> BRIEF
Please list each line below that contains the word "electricity", copying every such line in full. Matches must have the same case.

#### PROVIDED DATA

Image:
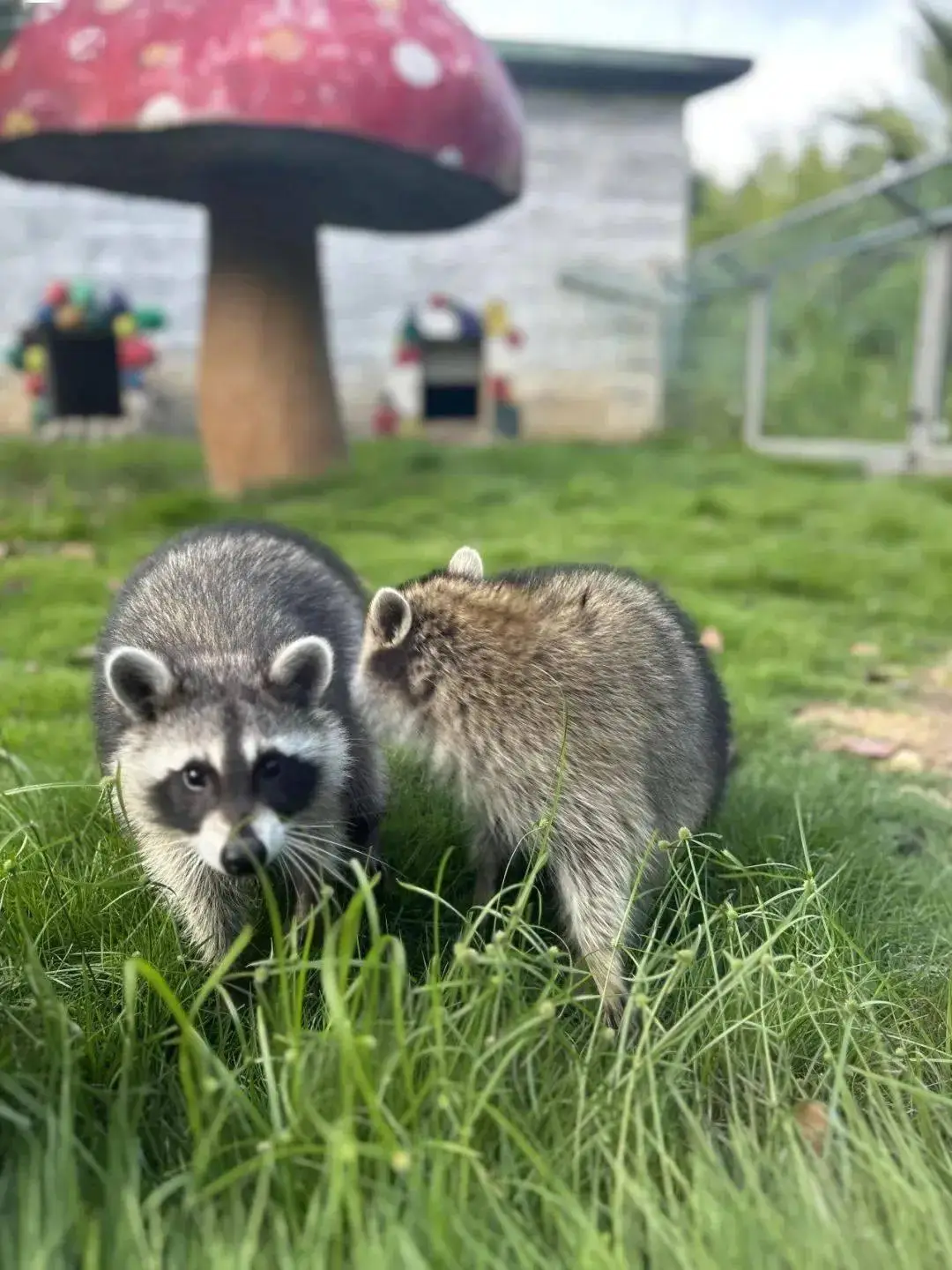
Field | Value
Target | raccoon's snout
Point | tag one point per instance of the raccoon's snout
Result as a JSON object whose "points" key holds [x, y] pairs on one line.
{"points": [[242, 851]]}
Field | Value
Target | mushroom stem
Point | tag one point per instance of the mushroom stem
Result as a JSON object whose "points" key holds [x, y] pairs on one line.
{"points": [[268, 407]]}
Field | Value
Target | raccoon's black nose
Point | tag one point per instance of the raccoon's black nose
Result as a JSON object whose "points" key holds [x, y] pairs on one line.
{"points": [[242, 851]]}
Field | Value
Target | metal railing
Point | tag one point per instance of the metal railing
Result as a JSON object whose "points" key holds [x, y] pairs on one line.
{"points": [[893, 233]]}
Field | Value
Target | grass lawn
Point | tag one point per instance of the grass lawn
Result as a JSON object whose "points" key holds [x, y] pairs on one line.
{"points": [[444, 1100]]}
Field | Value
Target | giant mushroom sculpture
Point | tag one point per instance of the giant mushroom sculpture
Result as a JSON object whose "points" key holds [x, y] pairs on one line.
{"points": [[277, 116]]}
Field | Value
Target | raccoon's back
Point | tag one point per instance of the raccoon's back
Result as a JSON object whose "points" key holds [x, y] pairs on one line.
{"points": [[628, 664]]}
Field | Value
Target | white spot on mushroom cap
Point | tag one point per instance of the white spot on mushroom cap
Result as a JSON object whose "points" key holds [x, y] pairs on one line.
{"points": [[48, 11], [161, 112], [86, 43], [415, 65]]}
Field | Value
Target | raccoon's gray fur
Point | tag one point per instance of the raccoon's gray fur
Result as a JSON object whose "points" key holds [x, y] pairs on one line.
{"points": [[222, 701], [490, 677]]}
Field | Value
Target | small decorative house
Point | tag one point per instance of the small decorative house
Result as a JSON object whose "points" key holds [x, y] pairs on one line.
{"points": [[452, 374]]}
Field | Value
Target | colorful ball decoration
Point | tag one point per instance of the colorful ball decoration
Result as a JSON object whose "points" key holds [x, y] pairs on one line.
{"points": [[81, 295], [124, 325], [34, 360], [77, 308], [56, 294], [68, 317]]}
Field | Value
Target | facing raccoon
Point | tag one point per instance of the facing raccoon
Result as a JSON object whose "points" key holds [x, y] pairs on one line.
{"points": [[222, 701], [489, 678]]}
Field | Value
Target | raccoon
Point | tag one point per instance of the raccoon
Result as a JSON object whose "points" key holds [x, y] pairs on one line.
{"points": [[583, 678], [222, 704]]}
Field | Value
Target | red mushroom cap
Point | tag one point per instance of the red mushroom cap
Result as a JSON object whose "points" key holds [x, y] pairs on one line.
{"points": [[386, 115]]}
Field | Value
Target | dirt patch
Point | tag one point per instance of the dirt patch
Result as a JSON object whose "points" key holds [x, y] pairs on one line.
{"points": [[918, 738]]}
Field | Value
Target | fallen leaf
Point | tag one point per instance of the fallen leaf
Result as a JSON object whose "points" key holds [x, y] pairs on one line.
{"points": [[813, 1119], [866, 747], [78, 551], [906, 761], [711, 639], [865, 651], [886, 673]]}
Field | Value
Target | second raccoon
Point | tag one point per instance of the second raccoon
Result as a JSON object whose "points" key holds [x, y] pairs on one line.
{"points": [[492, 678]]}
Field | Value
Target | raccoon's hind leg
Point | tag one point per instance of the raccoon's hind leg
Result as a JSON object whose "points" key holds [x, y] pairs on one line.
{"points": [[594, 884]]}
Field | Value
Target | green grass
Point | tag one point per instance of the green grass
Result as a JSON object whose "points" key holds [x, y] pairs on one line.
{"points": [[450, 1100]]}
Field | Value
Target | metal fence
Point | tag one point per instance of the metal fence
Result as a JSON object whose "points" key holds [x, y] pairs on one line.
{"points": [[825, 334]]}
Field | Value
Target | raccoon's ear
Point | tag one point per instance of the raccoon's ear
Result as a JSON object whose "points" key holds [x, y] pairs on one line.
{"points": [[390, 617], [466, 563], [303, 669], [141, 683]]}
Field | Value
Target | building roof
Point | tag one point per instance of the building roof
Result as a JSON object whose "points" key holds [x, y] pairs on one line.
{"points": [[616, 70]]}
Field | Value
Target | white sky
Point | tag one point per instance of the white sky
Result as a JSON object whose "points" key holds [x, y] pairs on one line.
{"points": [[810, 56]]}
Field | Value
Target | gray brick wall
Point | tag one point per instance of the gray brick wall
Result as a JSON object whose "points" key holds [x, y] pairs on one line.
{"points": [[607, 179]]}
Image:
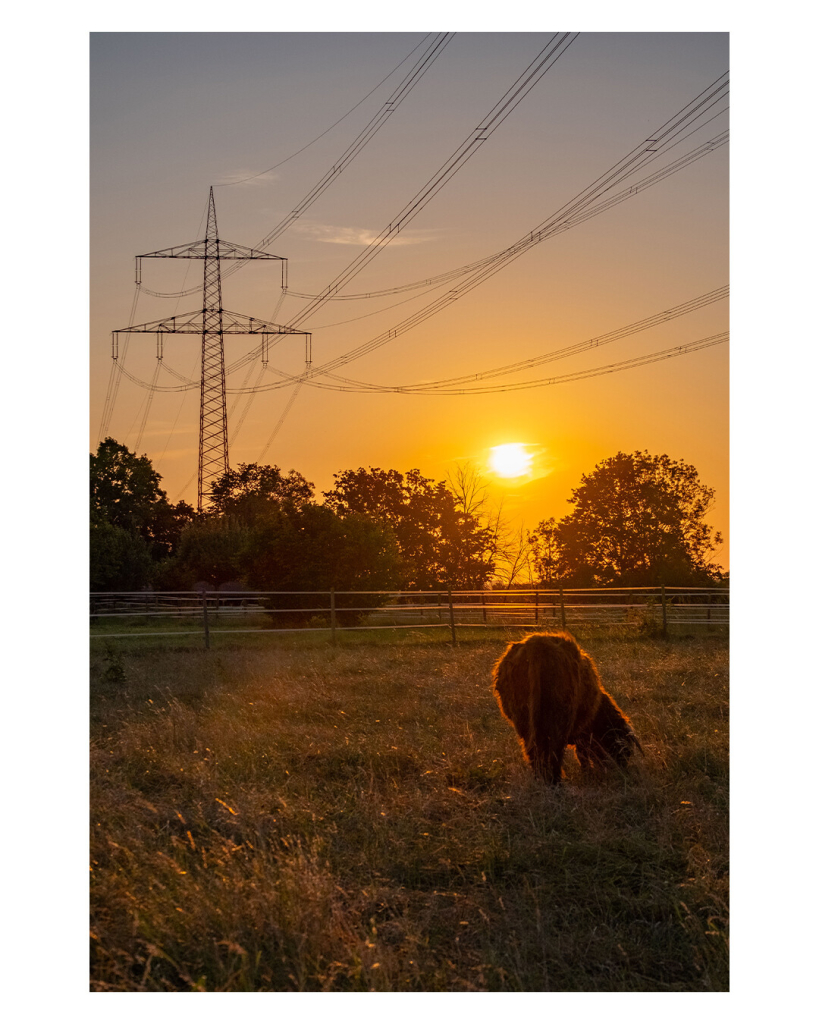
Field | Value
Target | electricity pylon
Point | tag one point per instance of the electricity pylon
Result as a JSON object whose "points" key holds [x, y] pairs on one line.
{"points": [[212, 323]]}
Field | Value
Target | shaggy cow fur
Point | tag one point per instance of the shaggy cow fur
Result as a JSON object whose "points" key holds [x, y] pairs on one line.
{"points": [[550, 690]]}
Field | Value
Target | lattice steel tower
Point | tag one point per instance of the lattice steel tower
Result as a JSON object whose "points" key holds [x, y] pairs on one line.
{"points": [[212, 323]]}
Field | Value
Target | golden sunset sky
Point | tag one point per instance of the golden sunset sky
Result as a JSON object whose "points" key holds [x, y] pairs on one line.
{"points": [[173, 114]]}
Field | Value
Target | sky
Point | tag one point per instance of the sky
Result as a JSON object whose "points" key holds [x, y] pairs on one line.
{"points": [[172, 114]]}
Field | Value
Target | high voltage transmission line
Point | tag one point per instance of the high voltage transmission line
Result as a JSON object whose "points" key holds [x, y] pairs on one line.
{"points": [[590, 203], [421, 67], [603, 194], [211, 324], [214, 323], [545, 60]]}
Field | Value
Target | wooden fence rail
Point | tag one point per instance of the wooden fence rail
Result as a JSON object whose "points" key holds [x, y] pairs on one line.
{"points": [[219, 612]]}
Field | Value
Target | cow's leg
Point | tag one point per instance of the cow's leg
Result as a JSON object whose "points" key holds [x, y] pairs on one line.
{"points": [[535, 758], [584, 750], [555, 761]]}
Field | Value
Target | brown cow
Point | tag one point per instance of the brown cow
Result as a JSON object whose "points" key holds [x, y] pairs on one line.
{"points": [[550, 690]]}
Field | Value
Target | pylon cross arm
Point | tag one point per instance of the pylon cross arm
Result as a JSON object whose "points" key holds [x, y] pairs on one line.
{"points": [[192, 324], [197, 250]]}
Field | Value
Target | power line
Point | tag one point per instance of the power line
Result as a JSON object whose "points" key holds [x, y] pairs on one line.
{"points": [[545, 60], [422, 66], [335, 124], [584, 346], [640, 360]]}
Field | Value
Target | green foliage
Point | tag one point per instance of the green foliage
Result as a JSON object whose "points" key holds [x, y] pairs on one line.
{"points": [[252, 491], [133, 525], [440, 544], [119, 558], [638, 520]]}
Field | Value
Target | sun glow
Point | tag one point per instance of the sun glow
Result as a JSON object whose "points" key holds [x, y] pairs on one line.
{"points": [[510, 460]]}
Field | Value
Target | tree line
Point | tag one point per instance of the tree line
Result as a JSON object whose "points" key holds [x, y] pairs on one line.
{"points": [[637, 520]]}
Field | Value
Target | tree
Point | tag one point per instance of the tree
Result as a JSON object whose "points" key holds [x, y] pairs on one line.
{"points": [[252, 491], [125, 488], [119, 558], [639, 520], [125, 495], [439, 543], [546, 552]]}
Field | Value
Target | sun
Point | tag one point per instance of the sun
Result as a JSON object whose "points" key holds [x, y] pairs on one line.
{"points": [[510, 460]]}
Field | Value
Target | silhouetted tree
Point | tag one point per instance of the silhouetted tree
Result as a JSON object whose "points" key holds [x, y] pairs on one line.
{"points": [[133, 525], [639, 520], [252, 492], [439, 544], [545, 546]]}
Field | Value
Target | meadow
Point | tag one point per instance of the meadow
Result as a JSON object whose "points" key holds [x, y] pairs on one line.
{"points": [[279, 814]]}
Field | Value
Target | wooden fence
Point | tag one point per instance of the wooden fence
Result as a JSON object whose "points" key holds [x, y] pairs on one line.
{"points": [[221, 612]]}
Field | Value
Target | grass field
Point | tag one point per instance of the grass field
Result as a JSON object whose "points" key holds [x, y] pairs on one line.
{"points": [[285, 815]]}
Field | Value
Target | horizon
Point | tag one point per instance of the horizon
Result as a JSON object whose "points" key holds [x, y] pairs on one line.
{"points": [[657, 250]]}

########

> OUTPUT FOR THIS TASK
Target | electricity pylon
Point | tag one point per instance of the electricity pylon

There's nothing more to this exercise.